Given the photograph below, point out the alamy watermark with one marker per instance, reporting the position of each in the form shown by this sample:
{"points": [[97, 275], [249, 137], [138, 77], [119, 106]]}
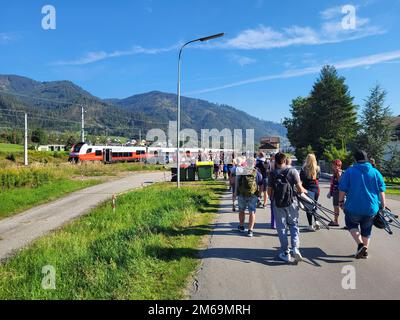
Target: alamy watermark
{"points": [[349, 21], [349, 280], [49, 20]]}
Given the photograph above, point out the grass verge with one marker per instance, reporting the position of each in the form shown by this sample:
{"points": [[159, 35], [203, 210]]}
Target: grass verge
{"points": [[393, 191], [17, 200], [147, 249]]}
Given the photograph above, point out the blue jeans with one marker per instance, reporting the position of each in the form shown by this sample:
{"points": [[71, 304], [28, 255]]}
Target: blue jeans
{"points": [[357, 222], [288, 216], [247, 202]]}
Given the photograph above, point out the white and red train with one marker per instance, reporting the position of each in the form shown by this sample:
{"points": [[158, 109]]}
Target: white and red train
{"points": [[83, 152]]}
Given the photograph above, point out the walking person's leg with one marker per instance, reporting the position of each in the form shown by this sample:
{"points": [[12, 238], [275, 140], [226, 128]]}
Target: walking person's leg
{"points": [[273, 223], [281, 223], [310, 219], [336, 209], [293, 223], [252, 204], [242, 214], [353, 222], [366, 231]]}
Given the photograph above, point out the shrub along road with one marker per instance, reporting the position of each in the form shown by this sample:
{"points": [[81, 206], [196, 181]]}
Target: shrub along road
{"points": [[237, 267], [146, 249], [19, 230]]}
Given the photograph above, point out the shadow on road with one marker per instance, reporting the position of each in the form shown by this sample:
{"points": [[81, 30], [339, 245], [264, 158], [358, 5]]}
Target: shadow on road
{"points": [[312, 256]]}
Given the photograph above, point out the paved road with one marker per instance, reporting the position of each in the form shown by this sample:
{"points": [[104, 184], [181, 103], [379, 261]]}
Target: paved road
{"points": [[18, 231], [237, 267]]}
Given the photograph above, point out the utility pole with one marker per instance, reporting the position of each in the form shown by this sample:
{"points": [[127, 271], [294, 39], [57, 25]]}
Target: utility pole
{"points": [[83, 125], [26, 140]]}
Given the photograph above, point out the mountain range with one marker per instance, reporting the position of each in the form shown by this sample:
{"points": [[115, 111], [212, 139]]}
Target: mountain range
{"points": [[56, 105]]}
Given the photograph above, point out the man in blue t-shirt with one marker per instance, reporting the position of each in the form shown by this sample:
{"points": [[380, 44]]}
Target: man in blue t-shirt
{"points": [[364, 189]]}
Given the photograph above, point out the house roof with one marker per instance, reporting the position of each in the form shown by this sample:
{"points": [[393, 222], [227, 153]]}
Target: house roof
{"points": [[267, 146]]}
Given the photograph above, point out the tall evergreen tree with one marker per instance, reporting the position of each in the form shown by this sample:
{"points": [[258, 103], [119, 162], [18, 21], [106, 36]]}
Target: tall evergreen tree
{"points": [[376, 125], [333, 113], [299, 130], [327, 118]]}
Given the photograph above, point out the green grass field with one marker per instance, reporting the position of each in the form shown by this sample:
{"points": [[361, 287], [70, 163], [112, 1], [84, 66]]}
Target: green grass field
{"points": [[19, 199], [22, 188], [9, 148], [147, 249], [393, 191]]}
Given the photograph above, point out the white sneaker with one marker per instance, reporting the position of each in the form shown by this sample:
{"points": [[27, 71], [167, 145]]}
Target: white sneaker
{"points": [[297, 255], [285, 256]]}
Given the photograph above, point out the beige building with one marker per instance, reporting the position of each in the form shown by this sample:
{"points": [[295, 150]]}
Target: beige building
{"points": [[270, 145]]}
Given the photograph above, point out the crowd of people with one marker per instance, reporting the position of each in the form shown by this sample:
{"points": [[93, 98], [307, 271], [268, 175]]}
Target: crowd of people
{"points": [[359, 192]]}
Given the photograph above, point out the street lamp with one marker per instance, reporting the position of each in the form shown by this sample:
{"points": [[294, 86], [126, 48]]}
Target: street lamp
{"points": [[178, 130]]}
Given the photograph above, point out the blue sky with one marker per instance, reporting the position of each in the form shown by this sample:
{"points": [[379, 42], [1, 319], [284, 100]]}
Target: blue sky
{"points": [[271, 53]]}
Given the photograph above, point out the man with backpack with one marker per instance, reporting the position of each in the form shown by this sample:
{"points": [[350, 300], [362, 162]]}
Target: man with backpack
{"points": [[364, 189], [248, 182], [281, 188], [261, 166]]}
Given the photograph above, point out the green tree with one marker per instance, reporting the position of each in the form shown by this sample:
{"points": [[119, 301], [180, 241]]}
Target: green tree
{"points": [[333, 113], [327, 117], [376, 125], [299, 126], [39, 136], [391, 166]]}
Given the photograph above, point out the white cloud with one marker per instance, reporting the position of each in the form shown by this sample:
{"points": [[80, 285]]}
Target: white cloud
{"points": [[345, 64], [330, 31], [7, 37], [96, 56], [331, 13], [241, 60]]}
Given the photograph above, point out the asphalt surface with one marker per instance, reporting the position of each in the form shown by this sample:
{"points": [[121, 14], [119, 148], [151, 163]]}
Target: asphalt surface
{"points": [[20, 230], [237, 267]]}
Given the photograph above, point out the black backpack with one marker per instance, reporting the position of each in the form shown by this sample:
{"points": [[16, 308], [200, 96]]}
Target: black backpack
{"points": [[283, 190], [262, 168]]}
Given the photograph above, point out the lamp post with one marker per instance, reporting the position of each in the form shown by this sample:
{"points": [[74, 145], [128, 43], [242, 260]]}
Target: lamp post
{"points": [[178, 129]]}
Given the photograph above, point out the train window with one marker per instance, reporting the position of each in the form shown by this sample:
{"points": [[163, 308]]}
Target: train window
{"points": [[78, 147]]}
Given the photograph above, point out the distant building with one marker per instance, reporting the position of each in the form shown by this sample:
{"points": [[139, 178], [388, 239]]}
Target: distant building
{"points": [[53, 147], [270, 145]]}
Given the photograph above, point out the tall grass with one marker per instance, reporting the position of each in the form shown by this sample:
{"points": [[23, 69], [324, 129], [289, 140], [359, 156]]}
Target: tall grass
{"points": [[147, 249], [22, 177]]}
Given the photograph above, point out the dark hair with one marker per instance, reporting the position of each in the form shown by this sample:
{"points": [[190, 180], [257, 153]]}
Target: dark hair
{"points": [[280, 158], [360, 156]]}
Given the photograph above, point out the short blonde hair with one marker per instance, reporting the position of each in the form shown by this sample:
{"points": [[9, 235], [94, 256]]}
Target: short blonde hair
{"points": [[311, 167]]}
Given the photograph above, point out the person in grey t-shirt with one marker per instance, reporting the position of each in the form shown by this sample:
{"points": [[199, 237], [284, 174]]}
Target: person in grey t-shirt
{"points": [[286, 216]]}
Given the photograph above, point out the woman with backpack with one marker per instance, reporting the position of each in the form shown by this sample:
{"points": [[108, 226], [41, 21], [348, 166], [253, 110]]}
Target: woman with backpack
{"points": [[261, 165], [334, 190], [309, 176]]}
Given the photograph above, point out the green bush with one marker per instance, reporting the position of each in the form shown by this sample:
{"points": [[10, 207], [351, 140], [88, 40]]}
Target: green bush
{"points": [[11, 157], [332, 153], [21, 177]]}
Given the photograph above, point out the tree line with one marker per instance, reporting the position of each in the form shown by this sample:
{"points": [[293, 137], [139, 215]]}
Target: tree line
{"points": [[329, 124]]}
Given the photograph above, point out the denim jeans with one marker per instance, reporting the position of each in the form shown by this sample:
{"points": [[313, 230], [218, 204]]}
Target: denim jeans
{"points": [[288, 216]]}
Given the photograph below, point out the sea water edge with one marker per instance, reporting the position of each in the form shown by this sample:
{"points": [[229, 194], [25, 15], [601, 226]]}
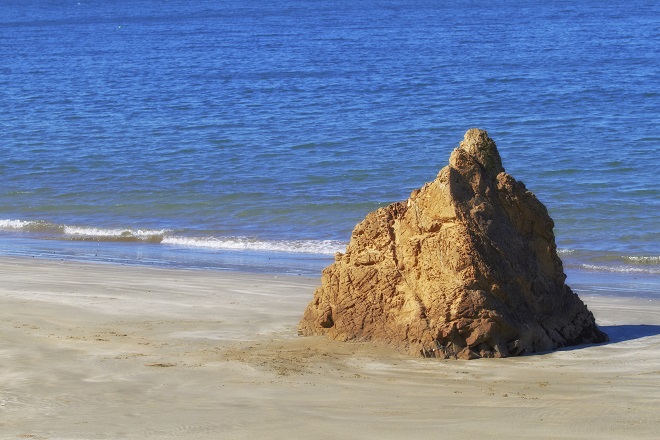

Work instruction —
Each line from the start of the entries through the line with "Given the photograph above, point out the white and" is to be restated exactly, and the pictures are to be skipped.

Exercise output —
Given the photograph below, point out the alamy watermark with one marker per instance, reporting the position of each in the form shown by this sample:
{"points": [[97, 275], [249, 137], [138, 77], [119, 106]]}
Target: alamy watermark
{"points": [[349, 21], [349, 280], [49, 20]]}
Given the photograph above, point out the grass verge with one marker per instance, reporting the position of each in the form shown by this sample:
{"points": [[159, 35], [203, 210]]}
Target: grass verge
{"points": [[393, 191], [17, 200], [147, 249]]}
Given the photograph above, point out the blue jeans with one marker per instance, reporting the position of each in the form shown by this sample:
{"points": [[71, 304], [28, 255]]}
Target: blue jeans
{"points": [[357, 222], [288, 216], [247, 202]]}
Given the photograph above, point out the white and red train with one marker per instance, reporting the position of each in the form shown by this sample:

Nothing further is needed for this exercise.